— Start of AVAILABLE DATA —

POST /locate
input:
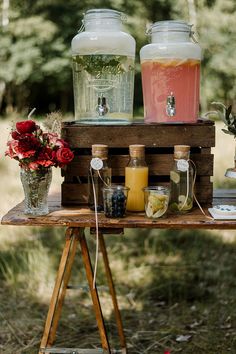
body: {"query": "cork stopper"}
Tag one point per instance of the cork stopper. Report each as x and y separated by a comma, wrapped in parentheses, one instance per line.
(137, 150)
(181, 152)
(100, 150)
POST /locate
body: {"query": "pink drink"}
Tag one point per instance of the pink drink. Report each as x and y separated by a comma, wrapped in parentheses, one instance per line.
(162, 77)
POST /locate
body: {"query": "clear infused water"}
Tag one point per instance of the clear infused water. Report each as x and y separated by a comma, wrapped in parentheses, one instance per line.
(103, 88)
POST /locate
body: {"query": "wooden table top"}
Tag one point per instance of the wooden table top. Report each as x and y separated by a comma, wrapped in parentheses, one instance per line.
(83, 217)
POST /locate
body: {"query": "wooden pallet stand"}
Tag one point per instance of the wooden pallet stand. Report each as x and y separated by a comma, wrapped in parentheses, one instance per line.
(159, 140)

— End of AVAILABLE DATA —

> WHAT YOU HAVE TO DO: Please copy every line of the entries above word for word, leaving out the picture.

> FULL OUTPUT:
POST /locate
input:
body: {"query": "cork stopper"}
Tag one point per instance of the cork stopper. Report each as x and y separated by a comma, wrapped in parentheses, one instance per line.
(137, 150)
(181, 152)
(100, 150)
POST /locate
body: {"query": "pink drink"}
Tag one point per instance of the pink drink. Report each as x and y separated by a comma, wrapped in parentheses, one instance per line.
(162, 77)
POST /locate
body: {"query": "clear infused water"}
Tag one point per instance of the clear infused water. Report each as x and y separated by a comma, wrapped in parentheses, one instance per line.
(103, 88)
POST /locate
body: {"query": "wooden table top"}
Tag one point per instance of the wooden table top. Report each as x and y separated by a comma, wrapped in parentheses, one instance per line.
(83, 217)
POST /locate
body: {"query": "wooden pallet stand"}
Tag one point per instance of the wooden pallet stand. Report each as x and y separated by a comma, wrapped in parentheses, one instance per line.
(159, 140)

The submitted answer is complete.